### Exercise aim
Decide whether each statement agrees with the Python tutorial excerpt below. Answer yes or no for each and quote the words from the excerpt that decide it. 1. Python counts list positions starting at one. 2. The int function converts an object to an integer numeric object. 3. More elements can be added to an existing list with the .append function.

### Document section
+-------+

So we can add a value, 58, to our number object, but we can't add our notnumber object. Let's double check what notnumber contains:

In [8]:
print(notnumber)
42
In [9]:
print(number)
42

Even those these appear the same to our eye, Python uses them very differently. Remember how we defined notnumber? Let's check what data type Python is using with type.

In [10]:
type(notnumber)
Out[10]:
str

Fortunately Python provides a set of functions to convert objects between different data types. A function packages a set of prewritten commands to accomplish a particular task. Most functions take one or more objects as inputs or 'arguments' and produce some new object as output.

The int function takes an object as an argument and converts it to an int (integer) numeric object. The usage is as follows:

In [11]:
newnumber = int(notnumber)
print(newnumber)
type(newnumber)
42
Out[11]:
int

Now we can try adding objects again.

In [12]:
print(number+newnumber)
84

int objects can only hold integer values. If you have decimal values, use the float (floating decimal) type instead.

In [13]:
myfloat = float(newnumber)+0.5
print(myfloat)
42.5

Getting help with functions

You can access documentation for functions in Python with help, for example help(sum). Base Python functions and those provided by packages also usually have online documentation that may be easier to read.

Exercises

  1. Define two variables, j and k, with values 37 and 52 respectively.
  2. What is the sum of j and k? The product? Write code for each of these in the editor window, and run with the keyboard shortcut (refer back to Section 1. Entering Code).
  3. Now re-assign j and k to have the vales 8 and 3 respectively. Re-use your code from the editor to determine their sum and product.

Lists

Python's lists store multiple objects in a sequence. All of the data types we have seen so far (and indeed most data types in Python) can be placed in a list. For example, we can save numbers and character strings together:

In [14]:
my_list = [1, 2, 3, "four"]
print(my_list)
[1, 2, 3, 'four']

We can also define lists using previously defined objects (including other lists!):

In [15]:
obj0 = 12
obj1 = "cat"
obj2 = ["a", "b", "c"]
my_list1 = [obj0, obj1, obj2]
print(my_list1)
[12, 'cat', ['a', 'b', 'c']]

Once we've defined a list, we can add more elements to it with the .append function.

In [16]:
my_list1.append("dog")
print(my_list1)
[12, 'cat', ['a', 'b', 'c'], 'dog']

Exercises

  1. Create a list of:

    • your favorite color (str)
    • your two favorite holidays (list)

      For example: ["red", ["Halloween", "New Years"]]

  2. Then append the number of pets you have (int) as a new list item.

Indexing

Python retains the order of elements in our list and uses that order to retrieve objects in lists. These numbered positions are called indices.

We use [ and ] to provide indices in Python.

Most importantly, Python starts counting at zero: The first element in your list is denoted [0], the second [1], the third [2] and so on. This can take some getting used to!

In [17]:
my_list2 = ["cat", "dog", "parrot"]
print(my_list2[2])
parrot

We can use multiple indices for lists within lists, one after the other:

In [18]:
#recall
my_list1 = [12, 'cat', ['a', 'b', 'c']]
print(my_list1[2][1]) #i.e. the second element of the list held in the third element of my_list1
b

We can extract multiple adjacent items from a list using a colon.

+-------+

### Entries shown
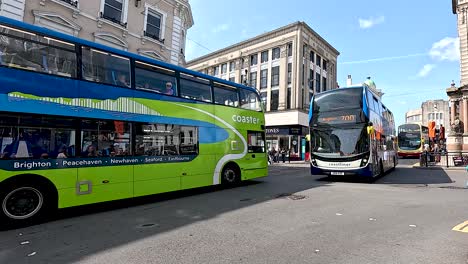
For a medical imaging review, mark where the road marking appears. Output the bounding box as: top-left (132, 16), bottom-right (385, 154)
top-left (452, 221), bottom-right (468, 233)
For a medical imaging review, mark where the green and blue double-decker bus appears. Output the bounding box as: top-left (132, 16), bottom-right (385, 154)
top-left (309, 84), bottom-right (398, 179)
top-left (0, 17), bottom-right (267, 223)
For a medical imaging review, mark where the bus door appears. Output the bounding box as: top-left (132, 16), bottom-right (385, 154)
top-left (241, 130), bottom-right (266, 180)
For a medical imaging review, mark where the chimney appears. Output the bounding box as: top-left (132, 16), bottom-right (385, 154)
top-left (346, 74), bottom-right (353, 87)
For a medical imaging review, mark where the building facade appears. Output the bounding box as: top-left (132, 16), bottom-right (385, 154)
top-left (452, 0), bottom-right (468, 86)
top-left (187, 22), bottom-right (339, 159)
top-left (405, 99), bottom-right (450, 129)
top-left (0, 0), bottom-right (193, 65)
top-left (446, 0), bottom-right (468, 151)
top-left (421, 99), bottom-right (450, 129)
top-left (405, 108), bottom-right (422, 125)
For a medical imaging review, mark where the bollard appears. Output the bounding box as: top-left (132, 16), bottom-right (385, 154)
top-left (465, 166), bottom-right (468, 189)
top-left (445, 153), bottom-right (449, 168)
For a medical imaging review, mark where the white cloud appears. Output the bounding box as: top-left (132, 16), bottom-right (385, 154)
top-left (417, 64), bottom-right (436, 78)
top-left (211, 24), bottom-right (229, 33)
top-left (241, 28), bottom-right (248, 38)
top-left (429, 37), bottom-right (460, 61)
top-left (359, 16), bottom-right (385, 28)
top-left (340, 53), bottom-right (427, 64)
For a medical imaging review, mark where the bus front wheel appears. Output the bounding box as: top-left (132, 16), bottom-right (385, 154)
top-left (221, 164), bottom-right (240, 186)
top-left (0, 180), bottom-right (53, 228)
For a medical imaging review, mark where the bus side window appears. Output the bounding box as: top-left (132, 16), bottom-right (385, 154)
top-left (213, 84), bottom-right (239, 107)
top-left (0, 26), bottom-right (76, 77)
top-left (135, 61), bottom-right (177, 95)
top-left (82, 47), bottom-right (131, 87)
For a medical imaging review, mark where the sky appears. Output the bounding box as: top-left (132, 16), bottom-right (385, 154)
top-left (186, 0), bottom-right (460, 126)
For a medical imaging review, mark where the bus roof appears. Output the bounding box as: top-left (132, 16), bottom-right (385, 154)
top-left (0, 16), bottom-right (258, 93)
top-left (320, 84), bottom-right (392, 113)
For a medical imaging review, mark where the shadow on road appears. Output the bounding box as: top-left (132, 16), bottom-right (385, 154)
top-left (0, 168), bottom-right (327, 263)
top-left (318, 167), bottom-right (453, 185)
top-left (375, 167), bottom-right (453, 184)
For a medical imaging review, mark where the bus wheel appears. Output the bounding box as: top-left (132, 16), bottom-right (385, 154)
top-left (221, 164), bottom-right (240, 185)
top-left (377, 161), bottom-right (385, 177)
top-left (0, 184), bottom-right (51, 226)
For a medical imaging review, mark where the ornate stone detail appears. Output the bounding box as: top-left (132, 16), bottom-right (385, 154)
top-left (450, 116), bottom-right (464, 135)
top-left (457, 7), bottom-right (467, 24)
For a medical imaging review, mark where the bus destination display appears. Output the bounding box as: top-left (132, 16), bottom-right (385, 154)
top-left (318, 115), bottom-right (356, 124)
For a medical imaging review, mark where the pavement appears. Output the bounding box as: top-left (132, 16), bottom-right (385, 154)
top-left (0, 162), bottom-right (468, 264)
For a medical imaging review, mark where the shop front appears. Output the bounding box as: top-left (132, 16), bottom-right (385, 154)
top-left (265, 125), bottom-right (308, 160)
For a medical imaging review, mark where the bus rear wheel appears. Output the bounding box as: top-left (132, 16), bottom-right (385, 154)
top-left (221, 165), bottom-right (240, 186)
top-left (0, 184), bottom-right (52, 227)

+-------+

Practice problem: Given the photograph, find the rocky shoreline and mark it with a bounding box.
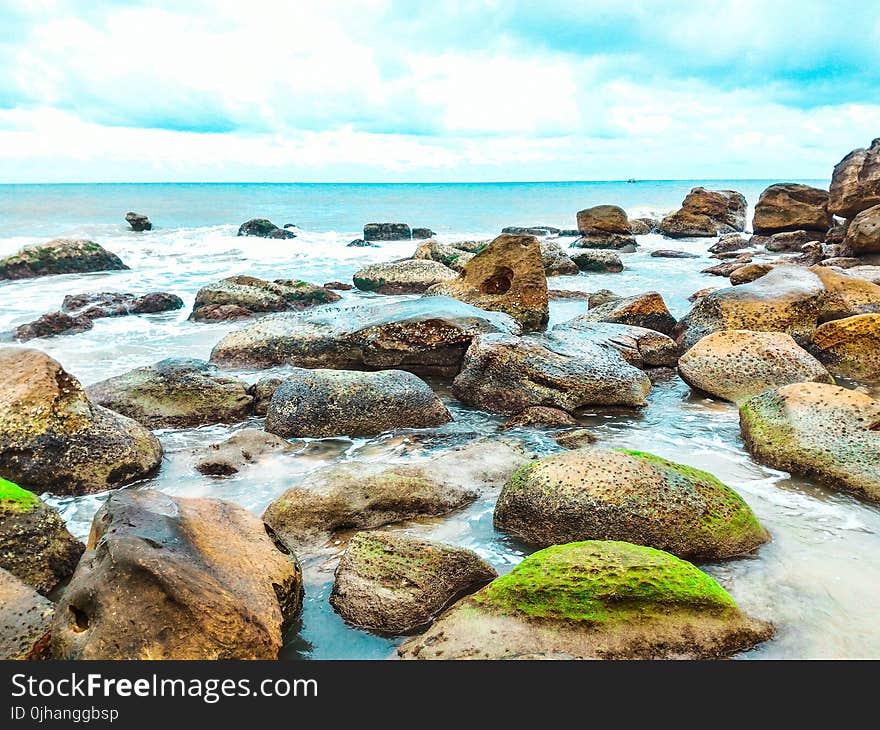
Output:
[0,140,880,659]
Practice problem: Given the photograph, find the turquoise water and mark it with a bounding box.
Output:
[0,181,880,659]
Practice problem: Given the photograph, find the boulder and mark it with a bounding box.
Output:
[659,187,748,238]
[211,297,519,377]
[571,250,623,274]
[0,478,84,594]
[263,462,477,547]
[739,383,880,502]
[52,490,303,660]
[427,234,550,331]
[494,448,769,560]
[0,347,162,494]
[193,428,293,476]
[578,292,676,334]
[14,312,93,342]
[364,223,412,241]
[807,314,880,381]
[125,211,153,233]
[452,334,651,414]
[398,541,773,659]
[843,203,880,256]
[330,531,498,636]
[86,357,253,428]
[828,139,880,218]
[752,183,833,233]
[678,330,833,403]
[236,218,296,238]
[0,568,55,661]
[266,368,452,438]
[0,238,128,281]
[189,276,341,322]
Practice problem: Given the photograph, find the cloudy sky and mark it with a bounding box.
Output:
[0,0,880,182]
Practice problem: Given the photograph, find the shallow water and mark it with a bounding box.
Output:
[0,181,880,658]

+-------+

### Written solution
1. No: "Python starts counting at zero: The first element in your list is denoted [0]"
2. Yes: "The int function takes an object as an argument and converts it to an int (integer) numeric object."
3. Yes: "Once we've defined a list, we can add more elements to it with the .append function."